■ What the task asks ■
Update the part of the Eurovision R code that opens with the words containing "# Discard votes" and closes with "head(eurovision)" by changing "Discard" to "Remove", and give that part back in full.

■ Page extract ■
■ ■ ■ ■ ■

In [1]:
# Dependencies
install.packages(c('readxl', 'qgraph', 'reshape2', 'RColorBrewer'))
In [2]:
# We'll need this for XLSX files:
library(readxl)
rm(list=ls())
Load and additionally preprocess the data:
In [3]:
# Open file
eurovision = data.frame(read_xlsx('Eurovision-Processed.xlsx', ))
# Load everything as factors
eurovision$Year = factor(eurovision$Year, ordered=T)
eurovision$Round = factor(eurovision$Round, ordered=T, levels=c('sf','sf1','sf2','f'))
eurovision$Voters = factor(eurovision$Voters)
#For simplicity replace S&M with Serbia (sorry Montenegro)
eurovision$From_country[eurovision$From_country=='Serbia & Montenegro'] = 'Serbia'
eurovision$To_country[eurovision$To_country=='Serbia & Montenegro'] = 'Serbia'
# Shorten long names so that they fit on diagrams
eurovision$From_country[eurovision$From_country=='Bosnia & Herzegovina'] = 'Bosnia&H.'
eurovision$To_country[eurovision$To_country=='Bosnia & Herzegovina'] = 'Bosnia&H.'
eurovision$From_country[eurovision$From_country=='F.Y.R. Macedonia'] = 'Macedonia'
eurovision$To_country[eurovision$To_country=='F.Y.R. Macedonia'] = 'Macedonia'
eurovision$From_country[eurovision$From_country=='Czech Republic'] = 'Czech R.'
eurovision$To_country[eurovision$To_country=='Czech Republic'] = 'Czech R.'
eurovision$From_country[eurovision$From_country=='United Kingdom'] = 'UK'
eurovision$To_country[eurovision$To_country=='United Kingdom'] = 'UK'
# Factor country names
eurovision$From_country = factor(eurovision$From_country)
eurovision$To_country = factor(eurovision$To_country)
# Discard votes from countries for themselves, they're always 0
eurovision = eurovision[eurovision$From_country != eurovision$To_country, ]
# Discard 2004 semifinal for countries that didn't vote in that:
eurovision = eurovision[eurovision$Year != '2004' | eurovision$Round != 'sf' | !(eurovision$From_country %in% c("France","Poland","Russia")),]
# Look what we got
head(eurovision)
Do some sanity checks
In [4]:
# Sanity check 1: sets of countries in both fields are identical
all(levels(eurovision$From_country) == levels(eurovision$To_country))

■ ■ ■ ■ ■

■ Data block ■

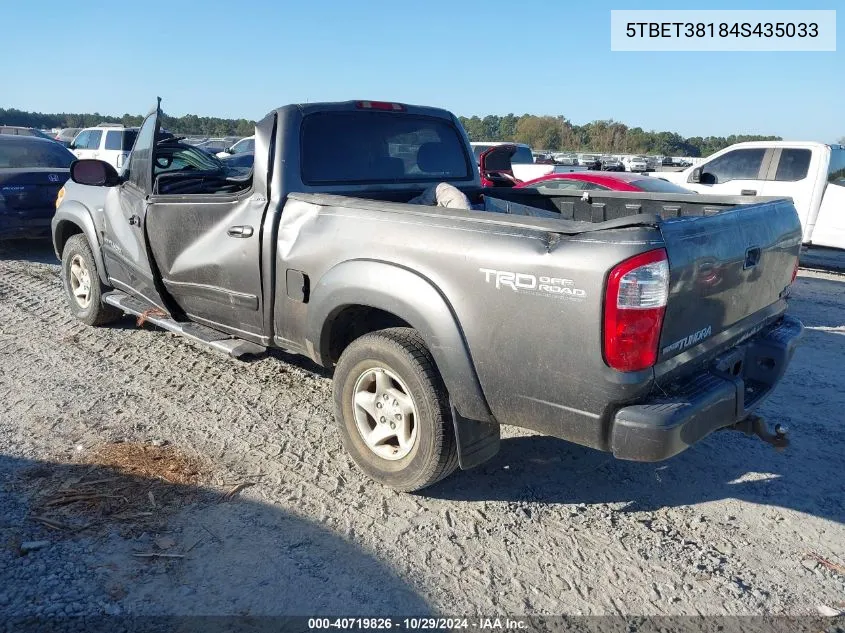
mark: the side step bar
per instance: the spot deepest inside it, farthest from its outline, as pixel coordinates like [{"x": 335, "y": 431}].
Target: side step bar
[{"x": 218, "y": 341}]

■ ■ ■ ■ ■

■ Exercise solution ■
# Remove votes from countries for themselves, they're always 0
eurovision = eurovision[eurovision$From_country != eurovision$To_country, ]
# Remove 2004 semifinal for countries that didn't vote in that:
eurovision = eurovision[eurovision$Year != '2004' | eurovision$Round != 'sf' | !(eurovision$From_country %in% c("France","Poland","Russia")),]
# Look what we got
head(eurovision)